> **Explore the material**
1: From the excerpt on embracing a cashless society, list each cash-handling job that would take up staff time at W5 if it took cash.
2: In the excerpt on embracing a cashless society, how much cheaper is a Monday-to-Friday meal at Charlotte's Place than the same meal on the weekend?
3: Rewrite the stretch of the excerpt on embracing a cashless society from "Another gamble that, so" through "and staff alike.", putting "critics" in place of "detractors".

> **Excerpt**
________________________________________
Embracing a cashless society
It’s clear Wrethman isn’t afraid to go out on a limb and do things differently, even if not everything is a success. At Charlotte’s Place he introduced different pricing for different week parts, so a three or five-course meal Monday to Friday is £5 cheaper than the same one on the weekend.
“In my head, three years ago, it made sense. It’s demand-base pricing. If you fly easyJet at 6am or 10am the price is different, even though the destination is the same. I thought the same would work for restaurants.”
He admits now that he wouldn’t do it quite that way again. “It is awful business. If you pay the lower price for the menu, you are never going to believe the more expensive price is good value. I hate myself for that.” W5, by contrast, is Wrethman’s attempt at the same philosophy, with customers given much more freedom over how much they can spend at each visit.
Another gamble that, so far, has appeared to pay off, is the move to go entirely cashless at W5. The decision to accept payment only by card or through Apple Pay has had some detractors but, in the main, it has been welcomed by customers and staff alike.
“It was a risky decision, but with a site the size of W5 if we took cash we’d spend an hour in the morning counting out the floats, another hour after breakfast shift for the handover and the same after lunch. At the end of the night, we’d then have to reconcile everything. This way there are no discrepancies. At the end of the day, even if we’ve taken £15,000, you just walk over to master till, press end of day and
then walk out.”
________________________________________
Data taken from a collection:
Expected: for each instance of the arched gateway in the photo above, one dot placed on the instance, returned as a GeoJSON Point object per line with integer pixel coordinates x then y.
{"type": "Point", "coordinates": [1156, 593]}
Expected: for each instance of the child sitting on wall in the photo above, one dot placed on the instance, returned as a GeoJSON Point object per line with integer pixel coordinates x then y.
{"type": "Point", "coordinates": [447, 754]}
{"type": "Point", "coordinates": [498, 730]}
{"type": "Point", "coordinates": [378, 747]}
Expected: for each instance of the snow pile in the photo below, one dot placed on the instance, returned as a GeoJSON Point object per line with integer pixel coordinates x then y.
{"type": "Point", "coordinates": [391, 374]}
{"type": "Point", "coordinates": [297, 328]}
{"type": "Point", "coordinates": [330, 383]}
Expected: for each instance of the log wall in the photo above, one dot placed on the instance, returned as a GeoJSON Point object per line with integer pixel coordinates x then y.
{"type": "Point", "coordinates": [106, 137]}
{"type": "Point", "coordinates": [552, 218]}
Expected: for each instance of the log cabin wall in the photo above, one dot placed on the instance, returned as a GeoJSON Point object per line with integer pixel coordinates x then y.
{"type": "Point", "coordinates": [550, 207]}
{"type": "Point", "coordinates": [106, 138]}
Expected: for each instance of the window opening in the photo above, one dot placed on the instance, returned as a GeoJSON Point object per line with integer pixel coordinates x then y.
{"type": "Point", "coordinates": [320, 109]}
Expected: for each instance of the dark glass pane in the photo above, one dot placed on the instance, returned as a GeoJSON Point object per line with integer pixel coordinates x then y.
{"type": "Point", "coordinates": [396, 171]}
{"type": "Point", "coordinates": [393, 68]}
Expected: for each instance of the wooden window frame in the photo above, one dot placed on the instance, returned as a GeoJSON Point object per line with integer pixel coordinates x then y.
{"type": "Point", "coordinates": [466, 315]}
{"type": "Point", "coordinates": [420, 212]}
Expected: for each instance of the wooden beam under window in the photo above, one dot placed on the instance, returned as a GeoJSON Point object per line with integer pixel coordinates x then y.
________________________________________
> **Answers provided**
1:
- Counting out the floats in the morning
- The handover after the breakfast shift
- The same handover after lunch
- Reconciling everything at the end of the night

2: £5 cheaper.

3:
Another gamble that, so far, has appeared to pay off, is the move to go entirely cashless at W5. The decision to accept payment only by card or through Apple Pay has had some critics but, in the main, it has been welcomed by customers and staff alike.